## MATERIAL SUPPLIED
□ □ □ □ □ □ □

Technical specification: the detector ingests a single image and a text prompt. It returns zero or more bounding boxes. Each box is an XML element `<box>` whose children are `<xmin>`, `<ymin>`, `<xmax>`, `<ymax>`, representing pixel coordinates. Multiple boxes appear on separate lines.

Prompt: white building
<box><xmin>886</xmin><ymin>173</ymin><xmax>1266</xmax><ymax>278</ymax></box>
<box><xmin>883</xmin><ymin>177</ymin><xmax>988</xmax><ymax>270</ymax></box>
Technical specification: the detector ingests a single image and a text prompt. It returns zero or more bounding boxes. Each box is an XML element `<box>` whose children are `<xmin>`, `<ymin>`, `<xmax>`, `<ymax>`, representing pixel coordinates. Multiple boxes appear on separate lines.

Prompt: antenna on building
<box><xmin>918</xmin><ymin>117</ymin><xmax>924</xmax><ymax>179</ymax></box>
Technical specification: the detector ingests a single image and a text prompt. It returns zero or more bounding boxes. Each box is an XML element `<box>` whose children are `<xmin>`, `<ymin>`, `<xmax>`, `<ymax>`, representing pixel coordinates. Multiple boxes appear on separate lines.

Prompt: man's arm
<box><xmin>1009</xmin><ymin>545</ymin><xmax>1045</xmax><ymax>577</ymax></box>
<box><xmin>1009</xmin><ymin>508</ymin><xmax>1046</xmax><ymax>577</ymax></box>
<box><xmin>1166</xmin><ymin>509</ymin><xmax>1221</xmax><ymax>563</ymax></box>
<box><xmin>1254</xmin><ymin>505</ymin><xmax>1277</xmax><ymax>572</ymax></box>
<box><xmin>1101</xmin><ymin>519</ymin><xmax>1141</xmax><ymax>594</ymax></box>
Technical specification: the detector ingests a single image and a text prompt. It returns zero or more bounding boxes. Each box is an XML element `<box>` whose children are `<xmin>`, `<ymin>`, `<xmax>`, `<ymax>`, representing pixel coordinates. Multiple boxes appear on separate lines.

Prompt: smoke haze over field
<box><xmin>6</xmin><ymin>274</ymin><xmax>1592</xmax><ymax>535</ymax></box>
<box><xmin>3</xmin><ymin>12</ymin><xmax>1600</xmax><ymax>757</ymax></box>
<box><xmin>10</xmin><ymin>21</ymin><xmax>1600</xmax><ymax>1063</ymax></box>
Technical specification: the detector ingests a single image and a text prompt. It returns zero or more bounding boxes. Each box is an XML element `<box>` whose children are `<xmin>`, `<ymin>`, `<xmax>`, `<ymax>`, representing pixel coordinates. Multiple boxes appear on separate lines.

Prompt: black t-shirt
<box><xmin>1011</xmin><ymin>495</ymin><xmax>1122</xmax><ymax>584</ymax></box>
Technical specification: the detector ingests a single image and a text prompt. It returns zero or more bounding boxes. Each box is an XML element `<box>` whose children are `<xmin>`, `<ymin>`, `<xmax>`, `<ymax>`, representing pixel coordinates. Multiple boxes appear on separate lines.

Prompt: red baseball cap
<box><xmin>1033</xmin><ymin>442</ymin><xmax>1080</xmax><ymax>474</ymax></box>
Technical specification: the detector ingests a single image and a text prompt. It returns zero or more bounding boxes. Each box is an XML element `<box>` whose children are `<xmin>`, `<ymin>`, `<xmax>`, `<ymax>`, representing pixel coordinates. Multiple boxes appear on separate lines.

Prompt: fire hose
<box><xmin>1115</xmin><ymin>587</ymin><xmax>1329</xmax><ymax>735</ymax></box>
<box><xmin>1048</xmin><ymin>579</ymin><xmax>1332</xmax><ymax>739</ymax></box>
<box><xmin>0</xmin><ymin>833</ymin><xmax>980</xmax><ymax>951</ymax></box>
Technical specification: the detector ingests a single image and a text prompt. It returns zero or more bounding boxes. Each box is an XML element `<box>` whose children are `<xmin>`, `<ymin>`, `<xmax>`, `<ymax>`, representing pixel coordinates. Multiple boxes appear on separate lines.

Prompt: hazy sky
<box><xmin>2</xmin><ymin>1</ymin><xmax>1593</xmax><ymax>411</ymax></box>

□ □ □ □ □ □ □

## WHAT YOU HAVE TO DO
Repeat the listing above exactly. Add nothing.

## SOLUTION TO THIS EXERCISE
Technical specification: the detector ingests a single image and a text prompt. It returns zero or more bounding boxes. Each box is an XML element `<box>` whose children are `<xmin>`, `<ymin>`, `<xmax>`, `<ymax>`, representing pixel coordinates. Multiple boxes appear on separate lines.

Prompt: white building
<box><xmin>886</xmin><ymin>173</ymin><xmax>1266</xmax><ymax>278</ymax></box>
<box><xmin>883</xmin><ymin>177</ymin><xmax>988</xmax><ymax>270</ymax></box>
Technical specification: the detector ingests a single image and a text prompt. It returns zero or more bounding boxes. Each box is an XML element `<box>` whose children are `<xmin>`, `<ymin>`, `<xmax>`, `<ymax>`, representing pixel coordinates. Multiple boxes appear on separate lines.

Prompt: antenna on building
<box><xmin>918</xmin><ymin>117</ymin><xmax>924</xmax><ymax>179</ymax></box>
Technical specification: the detector ingests a single image and a text prompt. It returns zero or more bounding boxes. Each box is an XML element `<box>` whose children are `<xmin>`, `<ymin>`, `<xmax>`, `<ymax>`, representing pixel coordinates. Multiple boxes appear on separate lines.

Prompt: man's arm
<box><xmin>1009</xmin><ymin>545</ymin><xmax>1045</xmax><ymax>577</ymax></box>
<box><xmin>1009</xmin><ymin>508</ymin><xmax>1046</xmax><ymax>577</ymax></box>
<box><xmin>1166</xmin><ymin>509</ymin><xmax>1221</xmax><ymax>563</ymax></box>
<box><xmin>1254</xmin><ymin>505</ymin><xmax>1277</xmax><ymax>572</ymax></box>
<box><xmin>1101</xmin><ymin>519</ymin><xmax>1141</xmax><ymax>594</ymax></box>
Technical specification: the detector ingests a single image and a text prompt. It returns zero or more bounding boxes. Each box is an XML element `<box>` whose children are `<xmin>`, `<ymin>`, `<xmax>`, `<ymax>`, representing pixel coordinates. Multiple boxes appear on separate lines.

Prompt: smoke haze over field
<box><xmin>6</xmin><ymin>274</ymin><xmax>1592</xmax><ymax>535</ymax></box>
<box><xmin>3</xmin><ymin>12</ymin><xmax>1600</xmax><ymax>757</ymax></box>
<box><xmin>10</xmin><ymin>21</ymin><xmax>1600</xmax><ymax>1063</ymax></box>
Technical specification: the detector ingests a single image and a text prompt. It returns zero or more bounding boxes. Each box is an XML element `<box>` whose children are `<xmin>`, `<ymin>`, `<xmax>`, `<ymax>`, representing pixel coordinates. Multiple boxes appear on separate lines.

Prompt: black t-shirt
<box><xmin>1011</xmin><ymin>495</ymin><xmax>1122</xmax><ymax>584</ymax></box>
Technical specification: the detector ingests a single image and a text prompt. It returns zero or more bounding boxes. Each box is an XML element `<box>` whose children are `<xmin>`, `<ymin>`, `<xmax>`, `<ymax>`, representing pixel coordinates. Multiple boxes appear on separate lines.

Prompt: red baseball cap
<box><xmin>1033</xmin><ymin>442</ymin><xmax>1080</xmax><ymax>474</ymax></box>
Technical specification: the detector ingests a single image and a text prompt. It returns zero or more bounding boxes. Each box is an XML element `<box>` whose children are `<xmin>`, `<ymin>`, `<xmax>`, `<ymax>`, representing pixel coordinates. Multiple boxes appear on separate lines.

Prompt: fire hose
<box><xmin>1115</xmin><ymin>587</ymin><xmax>1329</xmax><ymax>735</ymax></box>
<box><xmin>1048</xmin><ymin>579</ymin><xmax>1332</xmax><ymax>739</ymax></box>
<box><xmin>0</xmin><ymin>833</ymin><xmax>980</xmax><ymax>951</ymax></box>
Technical specification: the detector ingests a single image and a text prompt. It returns zero or more bounding boxes. Each box is an XML element `<box>` whose children are `<xmin>`, `<ymin>`, `<xmax>`, `<ymax>`, representing pixel coordinates. Multiple boxes appear on separate lines.

Prompt: hazy sky
<box><xmin>2</xmin><ymin>1</ymin><xmax>1593</xmax><ymax>411</ymax></box>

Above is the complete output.